-------- Data provided --------

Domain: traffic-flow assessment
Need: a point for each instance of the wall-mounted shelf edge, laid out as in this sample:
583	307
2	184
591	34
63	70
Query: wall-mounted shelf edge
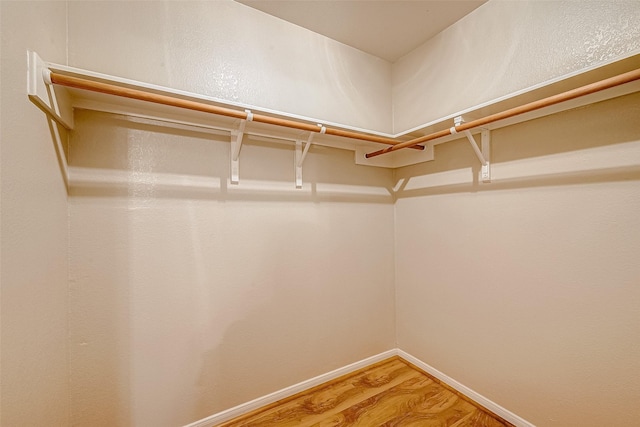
58	102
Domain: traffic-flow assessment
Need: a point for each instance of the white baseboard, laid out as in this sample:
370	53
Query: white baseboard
236	411
244	408
471	394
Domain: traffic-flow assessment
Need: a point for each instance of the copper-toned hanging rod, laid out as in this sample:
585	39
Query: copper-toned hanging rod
79	83
535	105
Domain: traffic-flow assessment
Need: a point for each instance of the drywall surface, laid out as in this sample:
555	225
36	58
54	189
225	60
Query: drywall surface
231	51
190	295
506	46
34	388
527	289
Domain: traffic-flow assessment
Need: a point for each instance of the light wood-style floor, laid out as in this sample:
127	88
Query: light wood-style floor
390	393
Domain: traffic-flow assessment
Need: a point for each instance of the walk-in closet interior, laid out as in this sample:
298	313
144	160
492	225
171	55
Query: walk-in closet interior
206	208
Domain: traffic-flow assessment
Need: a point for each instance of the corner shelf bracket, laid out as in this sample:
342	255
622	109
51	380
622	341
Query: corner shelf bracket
54	102
301	154
483	152
236	146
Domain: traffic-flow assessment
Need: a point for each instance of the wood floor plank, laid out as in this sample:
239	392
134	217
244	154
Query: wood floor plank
391	393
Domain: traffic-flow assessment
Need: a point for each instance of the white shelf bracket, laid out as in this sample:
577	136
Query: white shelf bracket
236	146
483	153
301	154
485	173
53	101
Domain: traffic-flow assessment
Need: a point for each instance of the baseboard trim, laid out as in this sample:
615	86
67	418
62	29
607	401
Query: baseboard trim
471	394
244	408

--------

= Brief =
Using the line that contains "Query: drywall surface" as the first, reproduce each line exactly through the last line of the listing.

= Task result =
Query: drywall surface
231	51
190	295
506	46
34	388
527	289
Domain: traffic-flow assessment
Need: a point for each instance of the light wood-style floor, laid out as in this sample:
127	88
Query: light wood-style floor
390	393
Domain: traffic-flow assessment
Need: a point for each instance of the walk-in closet interior, laid out as in this sample:
298	313
144	160
492	225
171	55
Query: walk-in closet interior
206	208
Domain: traffic-flow assessment
Need: a point for each instance of the corner shelf bracket, laid out as in this sample:
342	255
622	109
51	380
622	341
Query: corner shelf bracket
54	102
301	154
483	152
236	146
Domain: traffic-flow assessment
Need: a point for each instance of the wood floor plank, laid out as in this sample:
239	392
134	217
244	154
Query: wood floor plank
391	393
Domain: traffic-flow assessment
Need: a point for each instance of the white shelf bracket, laid out as in this sample:
577	136
Query: white shelf bracket
236	146
483	153
301	154
485	173
53	101
Domain: traffic-flow assessment
Need: a point for each instance of the baseboard trim, laid out as in this sample:
615	86
67	418
62	29
607	401
Query: baseboard trim
471	394
244	408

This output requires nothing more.